**GIVEN PROBLEM**
Gather every line below that contains the word "roof" and copy each one out in full. Treat the match as case-sensitive.
-------
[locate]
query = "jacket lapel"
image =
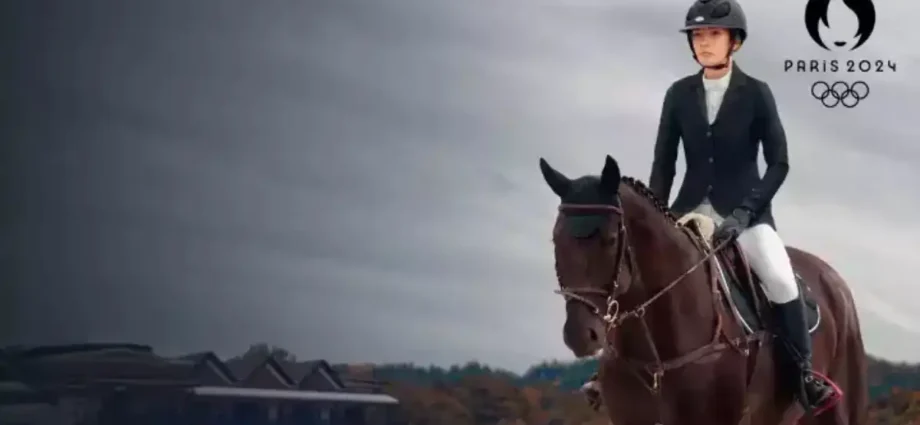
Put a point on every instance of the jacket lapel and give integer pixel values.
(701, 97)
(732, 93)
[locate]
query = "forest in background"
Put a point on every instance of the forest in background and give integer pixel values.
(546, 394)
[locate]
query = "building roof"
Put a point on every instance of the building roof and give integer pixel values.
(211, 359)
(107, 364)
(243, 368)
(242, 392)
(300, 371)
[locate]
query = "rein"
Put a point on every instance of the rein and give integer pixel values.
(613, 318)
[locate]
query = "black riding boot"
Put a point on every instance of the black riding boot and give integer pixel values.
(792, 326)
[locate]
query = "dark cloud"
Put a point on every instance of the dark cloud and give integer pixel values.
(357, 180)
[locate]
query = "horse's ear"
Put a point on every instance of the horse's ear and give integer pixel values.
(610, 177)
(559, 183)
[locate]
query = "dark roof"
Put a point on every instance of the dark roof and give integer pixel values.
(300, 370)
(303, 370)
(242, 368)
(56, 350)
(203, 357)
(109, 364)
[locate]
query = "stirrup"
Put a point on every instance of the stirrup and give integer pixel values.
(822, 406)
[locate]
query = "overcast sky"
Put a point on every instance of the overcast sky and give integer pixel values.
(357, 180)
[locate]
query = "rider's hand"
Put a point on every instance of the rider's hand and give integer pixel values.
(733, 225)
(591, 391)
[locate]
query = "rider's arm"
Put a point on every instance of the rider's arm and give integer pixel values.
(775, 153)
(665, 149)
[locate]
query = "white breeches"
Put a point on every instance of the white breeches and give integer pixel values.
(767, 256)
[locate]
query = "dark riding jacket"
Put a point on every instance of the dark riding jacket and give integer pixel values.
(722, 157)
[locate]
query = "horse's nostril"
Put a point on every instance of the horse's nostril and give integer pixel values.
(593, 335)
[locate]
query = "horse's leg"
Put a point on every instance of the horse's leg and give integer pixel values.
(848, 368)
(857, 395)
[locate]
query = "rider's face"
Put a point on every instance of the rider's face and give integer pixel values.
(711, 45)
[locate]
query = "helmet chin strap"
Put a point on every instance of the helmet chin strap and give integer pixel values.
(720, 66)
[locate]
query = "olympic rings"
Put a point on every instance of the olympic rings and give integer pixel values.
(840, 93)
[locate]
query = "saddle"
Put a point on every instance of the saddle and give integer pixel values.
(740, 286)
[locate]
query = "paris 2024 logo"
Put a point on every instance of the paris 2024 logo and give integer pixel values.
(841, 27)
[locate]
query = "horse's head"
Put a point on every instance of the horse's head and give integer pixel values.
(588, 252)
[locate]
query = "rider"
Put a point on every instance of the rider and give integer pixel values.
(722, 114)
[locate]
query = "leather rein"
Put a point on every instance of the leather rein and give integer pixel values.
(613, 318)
-------
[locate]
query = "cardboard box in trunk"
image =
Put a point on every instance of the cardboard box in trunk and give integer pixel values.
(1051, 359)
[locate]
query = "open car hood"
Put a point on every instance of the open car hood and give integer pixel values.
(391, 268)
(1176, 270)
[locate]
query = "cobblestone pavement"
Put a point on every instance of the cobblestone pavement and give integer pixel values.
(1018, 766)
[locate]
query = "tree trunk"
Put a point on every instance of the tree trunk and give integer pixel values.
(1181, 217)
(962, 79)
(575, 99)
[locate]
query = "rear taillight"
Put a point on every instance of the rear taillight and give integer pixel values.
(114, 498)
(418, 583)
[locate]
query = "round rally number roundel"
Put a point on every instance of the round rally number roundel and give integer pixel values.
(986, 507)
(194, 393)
-------
**FULL SOLUTION**
query = "building roof"
Put a point on every instance of the building roof and give integer pixel values.
query = "dark roof"
Put a point on every instance of the dark roof and give integer pixel values.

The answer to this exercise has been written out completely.